→ **Given request**: Copy every entry below verbatim, line for line, without altering any character.

-- start Extracted data --

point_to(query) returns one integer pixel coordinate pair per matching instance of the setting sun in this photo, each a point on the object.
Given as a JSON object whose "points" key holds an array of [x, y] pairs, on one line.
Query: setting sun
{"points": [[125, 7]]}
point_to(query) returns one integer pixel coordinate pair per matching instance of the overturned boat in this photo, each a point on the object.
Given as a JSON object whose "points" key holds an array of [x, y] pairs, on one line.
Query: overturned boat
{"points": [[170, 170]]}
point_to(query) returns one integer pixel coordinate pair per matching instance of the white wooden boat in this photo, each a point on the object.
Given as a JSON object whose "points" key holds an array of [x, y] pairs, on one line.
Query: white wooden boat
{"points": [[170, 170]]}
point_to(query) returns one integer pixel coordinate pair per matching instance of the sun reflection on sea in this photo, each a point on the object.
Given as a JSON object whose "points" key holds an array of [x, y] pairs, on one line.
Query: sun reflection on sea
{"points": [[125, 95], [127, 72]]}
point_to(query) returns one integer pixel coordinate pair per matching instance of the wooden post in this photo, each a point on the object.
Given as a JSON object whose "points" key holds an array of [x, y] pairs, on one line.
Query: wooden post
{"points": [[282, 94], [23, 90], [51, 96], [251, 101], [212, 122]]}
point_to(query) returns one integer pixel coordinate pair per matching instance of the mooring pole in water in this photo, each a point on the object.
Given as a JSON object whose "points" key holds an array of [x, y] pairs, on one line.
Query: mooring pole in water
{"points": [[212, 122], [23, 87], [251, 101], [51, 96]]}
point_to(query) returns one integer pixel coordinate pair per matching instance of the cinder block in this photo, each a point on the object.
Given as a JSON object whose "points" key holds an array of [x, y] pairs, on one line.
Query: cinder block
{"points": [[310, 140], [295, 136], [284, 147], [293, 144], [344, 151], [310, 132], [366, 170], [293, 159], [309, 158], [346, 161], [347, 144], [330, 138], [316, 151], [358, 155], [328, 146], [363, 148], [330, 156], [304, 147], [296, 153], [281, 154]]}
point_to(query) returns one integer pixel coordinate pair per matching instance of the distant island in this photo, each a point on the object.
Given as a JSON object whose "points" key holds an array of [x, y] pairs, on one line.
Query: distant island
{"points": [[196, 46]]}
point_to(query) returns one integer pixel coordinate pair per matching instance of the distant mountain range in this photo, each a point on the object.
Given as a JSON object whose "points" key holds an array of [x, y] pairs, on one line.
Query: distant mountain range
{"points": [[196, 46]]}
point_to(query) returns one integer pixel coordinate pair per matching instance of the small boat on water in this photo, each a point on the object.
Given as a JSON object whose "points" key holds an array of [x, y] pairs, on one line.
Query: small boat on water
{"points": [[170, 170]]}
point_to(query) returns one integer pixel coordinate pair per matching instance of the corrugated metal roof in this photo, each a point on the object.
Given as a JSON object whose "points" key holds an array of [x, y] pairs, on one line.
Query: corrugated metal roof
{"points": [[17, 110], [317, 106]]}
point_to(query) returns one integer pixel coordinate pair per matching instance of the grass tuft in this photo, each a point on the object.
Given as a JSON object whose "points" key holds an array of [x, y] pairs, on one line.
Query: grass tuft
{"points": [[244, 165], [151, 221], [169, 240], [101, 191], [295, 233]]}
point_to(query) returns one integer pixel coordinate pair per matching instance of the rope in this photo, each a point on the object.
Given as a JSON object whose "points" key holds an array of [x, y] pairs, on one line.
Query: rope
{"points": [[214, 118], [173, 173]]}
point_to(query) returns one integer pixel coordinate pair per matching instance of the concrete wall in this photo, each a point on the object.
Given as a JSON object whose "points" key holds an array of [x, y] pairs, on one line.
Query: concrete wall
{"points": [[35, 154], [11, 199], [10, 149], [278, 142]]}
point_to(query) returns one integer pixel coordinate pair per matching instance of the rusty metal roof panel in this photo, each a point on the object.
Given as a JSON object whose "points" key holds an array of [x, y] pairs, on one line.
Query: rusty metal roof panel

-- end Extracted data --

→ **The answer**:
point_to(query) returns one integer pixel coordinate pair per matching instance of the setting sun in this photo, each a point on the object.
Given as a JSON object whose "points" key holds an array of [x, y] pairs, on one line.
Query: setting sun
{"points": [[125, 7]]}
point_to(query) returns one integer pixel coordinate pair per matching instance of the overturned boat in this photo, each a point on the object.
Given as a JSON object whose "points" key holds an array of [x, y] pairs, on one line.
Query: overturned boat
{"points": [[170, 170]]}
point_to(query) returns one integer pixel coordinate pair per matching instance of the white wooden boat in this photo, each a point on the object.
Given as a JSON object whose "points" key holds an array of [x, y] pairs, on one line.
Query: white wooden boat
{"points": [[170, 170]]}
point_to(query) returns one integer pixel coordinate pair per matching instance of the sun reflection on sea in this photo, each a point on the object.
Given as a JSON object whose "points" key holds an array of [x, y] pairs, on one line.
Query: sun reflection on sea
{"points": [[125, 95], [127, 72]]}
point_to(query) returns one integer pixel coordinate pair per matching instance of the wooden post in this photo, each a point on the object.
Given as a JSON object whose "points" key holds an array of [x, y] pairs, on one line.
Query: wooden post
{"points": [[282, 94], [23, 90], [51, 96], [251, 101], [212, 122]]}
point_to(query) returns one integer pixel coordinate pair per matching instance of the mooring pole in water in this photo, each a point on the object.
Given as a JSON object whose "points" key holds an array of [x, y] pairs, on one line.
Query: mooring pole in water
{"points": [[212, 122], [23, 87], [251, 101], [51, 96]]}
point_to(query) returns one integer pixel coordinate pair per matching instance of the cinder block in this photo, each a point on the object.
Given as a JSON object whose "points" key holds an array of [x, y] pairs, on one line.
Query: cinder block
{"points": [[310, 140], [295, 136], [284, 147], [293, 144], [344, 151], [310, 132], [366, 170], [293, 159], [309, 158], [346, 161], [347, 144], [330, 138], [316, 151], [358, 155], [328, 146], [363, 148], [330, 156], [304, 147], [296, 153], [281, 154]]}
point_to(query) returns one integer pixel coordinate pair per matching instance of the distant island in this photo, each a point on the object.
Given as a JSON object whose "points" key holds an array of [x, y] pairs, on one line.
Query: distant island
{"points": [[196, 46]]}
point_to(query) returns one integer pixel coordinate pair per matching instance of the distant mountain range in this photo, each a point on the object.
Given as a JSON object whose "points" key holds an array of [x, y] pairs, on one line.
Query: distant mountain range
{"points": [[196, 46]]}
point_to(query) returns one integer pixel coordinate pair per matching instance of the small boat on water in this photo, each a point on the object.
Given as a JSON object whose "points" key holds an array of [x, y] pairs, on one line.
Query: small boat on water
{"points": [[170, 170]]}
point_to(query) returns one integer pixel coordinate pair per matching instance of the corrugated metal roof in this photo, each a point on the object.
Given as a JSON object whose "points" key holds an array of [x, y] pairs, on one line.
Query: corrugated metal roof
{"points": [[17, 110], [317, 106]]}
point_to(query) returns one integer pixel coordinate pair per matching instance of the grass tuft in this photo, each a point on the object.
Given as a JSON object whose "points" key holds an array of [x, y] pairs, on one line.
Query: grass tuft
{"points": [[244, 165], [151, 221], [169, 240], [101, 191], [295, 233]]}
point_to(query) returns one integer pixel coordinate pair per matching instance of the rope in this photo, each a point on the object.
Given as a JSON object whose "points" key holds an array of [x, y] pairs, on one line.
Query: rope
{"points": [[214, 118], [173, 173]]}
point_to(query) returns one integer pixel coordinate pair per matching instance of the concrete wall in this photo, each a point on the object.
Given as a JSON object whose "points" key holds an array of [x, y] pairs, on one line.
Query: concrete wall
{"points": [[35, 154], [11, 199], [10, 149], [278, 142]]}
point_to(query) returns one integer pixel coordinate pair per matching instance of the rusty metal roof panel in this photo, each a point on the object.
Given as a JSON object whose "points" key holds an array of [x, y] pairs, on one line.
Query: rusty metal roof panel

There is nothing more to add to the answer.